*Alıntı Metin:*
============

Bu haberi ciddiye alan İtalya İçişleri Bakanı Luciana Lamurgese: “içinde bulunduğumuz bu ekonomik krizi Mafiya kendi lehine kullanarak bir çok genci saflarına çekebilir” diye İtalyan hükümetini uyardı…
Peki insan merak eder, Mafiyaların bu kadar geniş “atış sahasının” içinde acaba Kuzey Kıbrıs da var mı diye. 1974 sonrası ülkemizde döviz milyoneri olanlar var, korumaları olan iş adamları var, dış ülkelerden gelip turizm alanında yatırımlar yapan şirketler var, faili meçhul cinayetler var. Yatları olanlar var. Boşanmalarda astronomik paralar ödeyenler var…
Koronavirüs nedeniyle sokağa çıkma yasağı döneminde özel Jet ile küçük bir grup Ercan Havalimanı’na inip gümrük işlemi yapmadan ülkeye giriş yapanların olduğu ortaya çıkınca bir bakan görevinden ayrıldı ve 3 de doktor Koronavirüs ile ilgili komiteden istifa etti…Bu kişiler yatırımcıdır açıklaması yapıldı! Pek inandırıcı olmadı.

============

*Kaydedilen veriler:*
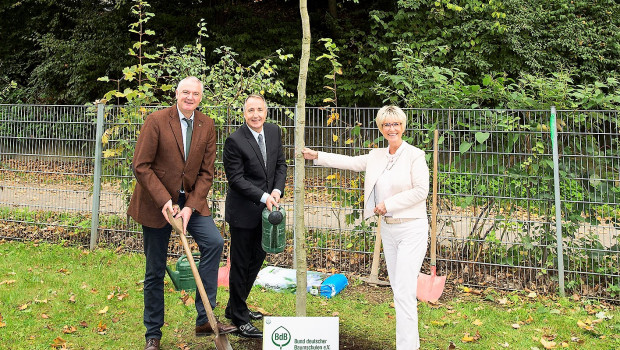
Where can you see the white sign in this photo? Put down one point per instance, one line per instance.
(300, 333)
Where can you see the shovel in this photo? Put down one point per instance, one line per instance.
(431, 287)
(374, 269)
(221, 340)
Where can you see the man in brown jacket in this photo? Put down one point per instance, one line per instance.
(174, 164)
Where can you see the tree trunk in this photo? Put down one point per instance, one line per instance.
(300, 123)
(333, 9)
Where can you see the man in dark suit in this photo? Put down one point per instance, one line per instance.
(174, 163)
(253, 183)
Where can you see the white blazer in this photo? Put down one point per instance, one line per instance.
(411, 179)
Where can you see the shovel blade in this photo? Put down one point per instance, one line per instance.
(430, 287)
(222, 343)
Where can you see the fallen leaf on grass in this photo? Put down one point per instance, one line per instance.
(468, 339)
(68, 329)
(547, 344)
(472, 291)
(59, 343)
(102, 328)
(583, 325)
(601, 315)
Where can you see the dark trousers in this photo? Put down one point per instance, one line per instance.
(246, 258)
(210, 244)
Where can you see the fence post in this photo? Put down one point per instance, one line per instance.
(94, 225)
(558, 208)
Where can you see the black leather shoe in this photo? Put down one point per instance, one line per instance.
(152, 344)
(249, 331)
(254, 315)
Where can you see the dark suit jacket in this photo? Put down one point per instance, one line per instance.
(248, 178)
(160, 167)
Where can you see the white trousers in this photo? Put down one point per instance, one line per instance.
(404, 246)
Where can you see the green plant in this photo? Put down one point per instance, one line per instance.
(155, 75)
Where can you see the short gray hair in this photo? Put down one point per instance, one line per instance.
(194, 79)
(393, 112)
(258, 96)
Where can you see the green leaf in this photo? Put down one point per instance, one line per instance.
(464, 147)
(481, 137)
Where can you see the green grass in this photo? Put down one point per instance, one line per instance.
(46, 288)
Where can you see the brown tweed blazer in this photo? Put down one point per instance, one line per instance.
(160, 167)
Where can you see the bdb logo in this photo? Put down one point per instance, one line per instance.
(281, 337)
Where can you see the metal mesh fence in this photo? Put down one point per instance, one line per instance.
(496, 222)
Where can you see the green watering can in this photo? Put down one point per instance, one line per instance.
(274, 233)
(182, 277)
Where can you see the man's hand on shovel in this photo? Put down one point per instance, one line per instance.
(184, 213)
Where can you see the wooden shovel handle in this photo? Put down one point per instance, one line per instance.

============

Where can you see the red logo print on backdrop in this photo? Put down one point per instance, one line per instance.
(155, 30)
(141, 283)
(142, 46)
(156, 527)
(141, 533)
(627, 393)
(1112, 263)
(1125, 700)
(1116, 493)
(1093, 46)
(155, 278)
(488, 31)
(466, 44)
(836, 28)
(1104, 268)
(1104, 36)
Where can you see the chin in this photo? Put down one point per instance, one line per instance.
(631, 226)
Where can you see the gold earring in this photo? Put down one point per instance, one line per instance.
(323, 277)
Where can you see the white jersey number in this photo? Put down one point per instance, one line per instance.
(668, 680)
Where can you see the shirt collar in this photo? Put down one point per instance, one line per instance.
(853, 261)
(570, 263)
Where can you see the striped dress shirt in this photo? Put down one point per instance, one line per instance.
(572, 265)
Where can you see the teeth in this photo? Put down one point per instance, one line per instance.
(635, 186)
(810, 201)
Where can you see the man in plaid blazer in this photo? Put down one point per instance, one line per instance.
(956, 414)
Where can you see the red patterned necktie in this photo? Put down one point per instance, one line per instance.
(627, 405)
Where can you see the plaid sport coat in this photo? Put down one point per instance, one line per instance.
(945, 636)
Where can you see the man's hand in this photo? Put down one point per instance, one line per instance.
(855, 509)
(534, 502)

============

*Yapılacak İşler:*
**1.** Alıntı metinde “Peki insan merak eder” diye başlayan paragrafı, ana bilgilerini koruyarak madde madde yeniden yazın.
**2.** Lütfen Mafiya ve Kuzey Kıbrıs üzerine olan alıntı metni son cümlesinden sonra devam ettirin.

*Yazılı Yanıtlar:*
**1.**
- Mafiyaların geniş “atış sahası” içinde Kuzey Kıbrıs'ın da bulunup bulunmadığı merak ediliyor.
- 1974 sonrasında ülkede döviz milyoneri olanlar var.
- Korumaları olan iş adamları var.
- Dış ülkelerden gelip turizm alanında yatırım yapan şirketler var.
- Faili meçhul cinayetler var.
- Yatı olanlar ve boşanmalarda astronomik paralar ödeyenler var.

**2.**
Normal koşullarda bir şirket ön çalışmasını yatırım yapacağı ülkenin elçiliğine baş vurarak projesini anlatır. Bu görüşmeler devletin ekonomistleri ile şirketin danışmanları arasında olur. Bu danışmanlar “kadın” veya “erkek” de olabilir. Görüşme sonunda ekonomistler ilgili bakana rapor hazırlar, olumlu veya olumsuz diye. Eğer olumlu ise, devlet “yatırımcıları” davet eder ve koşullar üzerinde karşılıklı anlaşmaya varılır. Gelecek olan yatırımcının konaklama masrafları da devlet tarafından karşılanabilir. Devlet olmanın verdiği ciddiyet bunu gerekir.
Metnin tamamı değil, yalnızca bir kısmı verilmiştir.